[Referring expression pointing data]

# # # #

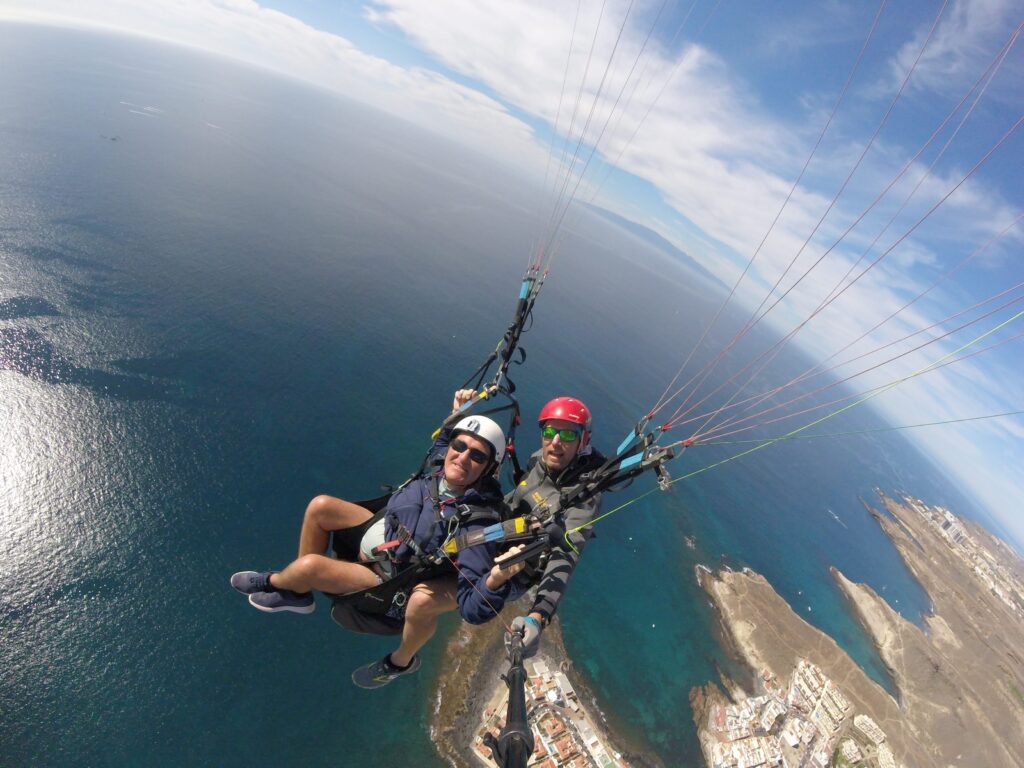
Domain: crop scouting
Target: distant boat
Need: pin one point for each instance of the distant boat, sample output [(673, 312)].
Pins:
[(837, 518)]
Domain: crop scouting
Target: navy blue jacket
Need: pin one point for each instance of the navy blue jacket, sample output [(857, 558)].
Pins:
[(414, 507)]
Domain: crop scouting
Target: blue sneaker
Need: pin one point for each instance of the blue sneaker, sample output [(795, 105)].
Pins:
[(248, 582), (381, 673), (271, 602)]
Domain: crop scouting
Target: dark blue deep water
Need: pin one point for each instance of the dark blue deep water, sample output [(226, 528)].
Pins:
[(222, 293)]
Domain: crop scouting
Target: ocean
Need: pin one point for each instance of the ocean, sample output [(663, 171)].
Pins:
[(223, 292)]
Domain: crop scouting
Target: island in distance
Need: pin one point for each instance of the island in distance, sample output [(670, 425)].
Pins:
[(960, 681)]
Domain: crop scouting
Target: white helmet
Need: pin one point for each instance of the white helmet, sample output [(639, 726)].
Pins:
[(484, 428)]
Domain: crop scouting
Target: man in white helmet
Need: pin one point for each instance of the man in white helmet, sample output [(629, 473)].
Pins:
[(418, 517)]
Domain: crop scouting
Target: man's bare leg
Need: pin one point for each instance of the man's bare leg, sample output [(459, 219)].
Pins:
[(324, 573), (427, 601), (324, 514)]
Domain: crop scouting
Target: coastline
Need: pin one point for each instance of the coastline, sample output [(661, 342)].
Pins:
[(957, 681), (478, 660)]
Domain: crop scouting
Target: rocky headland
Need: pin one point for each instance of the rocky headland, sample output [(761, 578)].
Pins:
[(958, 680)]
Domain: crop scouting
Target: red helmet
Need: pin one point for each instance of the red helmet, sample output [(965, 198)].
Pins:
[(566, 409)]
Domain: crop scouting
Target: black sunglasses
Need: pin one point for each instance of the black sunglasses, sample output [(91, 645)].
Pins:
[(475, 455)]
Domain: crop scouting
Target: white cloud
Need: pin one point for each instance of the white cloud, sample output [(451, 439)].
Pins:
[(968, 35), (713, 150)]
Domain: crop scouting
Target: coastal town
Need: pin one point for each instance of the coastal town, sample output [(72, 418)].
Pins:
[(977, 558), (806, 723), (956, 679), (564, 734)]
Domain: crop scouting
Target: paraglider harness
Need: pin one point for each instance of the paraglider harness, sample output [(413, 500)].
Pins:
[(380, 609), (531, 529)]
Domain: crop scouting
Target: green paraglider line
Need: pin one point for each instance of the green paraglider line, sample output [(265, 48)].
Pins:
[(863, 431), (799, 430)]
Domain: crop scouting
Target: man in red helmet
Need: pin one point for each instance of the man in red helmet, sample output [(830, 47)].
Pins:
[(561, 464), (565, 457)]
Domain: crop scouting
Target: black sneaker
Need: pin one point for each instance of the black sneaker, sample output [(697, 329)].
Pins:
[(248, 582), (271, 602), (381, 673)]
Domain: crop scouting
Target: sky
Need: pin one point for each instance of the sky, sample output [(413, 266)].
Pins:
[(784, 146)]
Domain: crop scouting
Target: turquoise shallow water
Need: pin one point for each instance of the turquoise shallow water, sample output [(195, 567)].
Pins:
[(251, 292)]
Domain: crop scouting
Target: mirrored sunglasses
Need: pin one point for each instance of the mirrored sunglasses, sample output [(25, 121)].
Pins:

# # # #

> Exercise prompt
Filter the entries by the string "coastal" and copy each matching line.

> Response
Target: coastal town
Need: pin one point for each instance of the coastal town, sample output [(72, 418)].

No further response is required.